### REQUESTS:
A – Summarize the passage on employees with caring responsibilities in two sentences.
B – From the passage on employees with caring responsibilities, list every way it says supported carers repay the business's effort.

### QUOTED PASSAGE:
2. It allows the business to retain talented staff
Often, the strain of juggling care with work just becomes too much to bear and people quit their jobs. They may opt for the flexibility self-employment can offer them, or perhaps take a step back into a less demanding role. In a time of skills shortages, however, businesses cannot afford to lose their best people. HR may have a difficult job convincing hard-pressed managers of the need to be flexible and accommodating, but often a few simple adjustments – such as occasional home-working or allowing people to make up lost time rather than take leave – can be enough to make it feasible for someone to stay.
3. It boosts loyalty and engagement
Carers who feel supported by their employees are usually extremely grateful. If they can see the business is doing its best to help them manage their complicated lives, they will repay the effort by being more loyal, engaged employees who are prepared to go the extra mile when needed. It can be challenging to provide the flexibility that carers need to deal with seemingly endless appointments and unexpected crises, especially in a smaller business where there may not be other staff around to pick up the slack, or indeed the budget to pay for temporary cover. But HR needs to encourage managers to take a longer term, wider view. Better to have a highly productive member of staff who is fully committed to the job, rather than see people the business has invested heavily in, and who may have specialist skills, walking out of the door.
Do you know how many employees in your organisation have caring responsibilities? Have you any programs in place designed to help them?

### COLLECTED MATERIAL:
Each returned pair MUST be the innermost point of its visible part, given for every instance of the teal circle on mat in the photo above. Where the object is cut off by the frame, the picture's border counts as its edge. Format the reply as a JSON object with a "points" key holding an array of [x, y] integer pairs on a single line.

### TASK SOLUTIONS:
A – Carers often quit when balancing care and work becomes too much, but businesses facing skills shortages cannot afford to lose their best people, and simple adjustments such as occasional home-working or letting people make up lost time can be enough for them to stay. Carers who feel supported repay the business by being more loyal and engaged, so even though flexibility can be hard to provide, especially in smaller businesses, HR should encourage managers to take a longer-term, wider view.

B –
- Being more loyal
- Being more engaged
- Being prepared to go the extra mile when needed